## Exercise brief
Each entry in the material below should be copied without any alteration.
::: Given information :::
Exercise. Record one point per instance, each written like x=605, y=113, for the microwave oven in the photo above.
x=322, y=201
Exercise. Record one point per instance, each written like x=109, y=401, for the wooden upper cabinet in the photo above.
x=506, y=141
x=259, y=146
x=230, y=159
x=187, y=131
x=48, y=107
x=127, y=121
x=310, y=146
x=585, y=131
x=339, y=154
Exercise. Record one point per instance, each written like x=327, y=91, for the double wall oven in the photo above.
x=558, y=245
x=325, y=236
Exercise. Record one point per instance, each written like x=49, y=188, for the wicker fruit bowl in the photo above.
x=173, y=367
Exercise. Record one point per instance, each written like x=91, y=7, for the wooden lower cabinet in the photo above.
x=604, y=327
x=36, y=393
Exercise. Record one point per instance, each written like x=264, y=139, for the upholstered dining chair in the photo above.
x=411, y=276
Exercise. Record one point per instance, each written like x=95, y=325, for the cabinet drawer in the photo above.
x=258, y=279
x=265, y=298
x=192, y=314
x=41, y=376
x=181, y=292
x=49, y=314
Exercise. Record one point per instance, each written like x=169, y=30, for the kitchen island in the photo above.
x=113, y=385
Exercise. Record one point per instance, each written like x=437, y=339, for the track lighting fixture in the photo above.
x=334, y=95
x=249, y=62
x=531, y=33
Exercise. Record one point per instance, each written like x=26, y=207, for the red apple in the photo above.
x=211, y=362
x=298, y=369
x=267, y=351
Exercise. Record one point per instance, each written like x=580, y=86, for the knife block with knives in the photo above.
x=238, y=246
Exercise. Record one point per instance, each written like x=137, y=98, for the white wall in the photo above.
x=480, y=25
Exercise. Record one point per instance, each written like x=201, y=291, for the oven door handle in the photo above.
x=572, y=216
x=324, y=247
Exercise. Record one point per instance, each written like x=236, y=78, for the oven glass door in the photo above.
:::
## Output of the exercise
Exercise. Record one point per instance, each written like x=605, y=113, for the microwave oven in the photo above.
x=322, y=201
Exercise. Record one point per instance, each written like x=109, y=401, for the wooden upper cabinet in the photo above.
x=506, y=141
x=259, y=146
x=230, y=159
x=187, y=131
x=48, y=107
x=127, y=121
x=310, y=146
x=585, y=131
x=339, y=154
Exercise. Record one point per instance, each written like x=327, y=91, for the double wall oven in the photo above.
x=558, y=245
x=325, y=236
Exercise. Record one point per instance, each written like x=49, y=188, for the wicker fruit bowl in the photo above.
x=173, y=367
Exercise. Record one point per instance, each written like x=91, y=7, for the wooden lower cabinet in the photo above.
x=604, y=327
x=36, y=393
Exercise. Record one point per instance, each written like x=264, y=139, for the upholstered dining chair in the photo above.
x=411, y=276
Exercise. Record one point per instance, each written like x=95, y=325, for the cabinet drawer in the photo above.
x=258, y=279
x=265, y=298
x=192, y=314
x=41, y=376
x=181, y=292
x=49, y=314
Exercise. Record one point per instance, each written like x=169, y=30, for the kitchen island in the photo above.
x=113, y=385
Exercise. Record one point per instance, each written like x=437, y=339, for the track lighting fixture in the photo above.
x=334, y=95
x=249, y=62
x=531, y=33
Exercise. Record one point per instance, each written like x=26, y=207, for the red apple in the photo above.
x=211, y=362
x=298, y=369
x=267, y=351
Exercise. Record one point per instance, each written like x=580, y=86, for the knife block with knives in the photo above.
x=238, y=246
Exercise. Record one point per instance, each written like x=137, y=98, for the white wall in the photo above.
x=480, y=25
Exercise. Record one point per instance, each written like x=201, y=291, for the oven door handle in the photo above.
x=572, y=216
x=324, y=247
Exercise. Record one point per instance, each written like x=236, y=78, for the oven glass door in the photo above.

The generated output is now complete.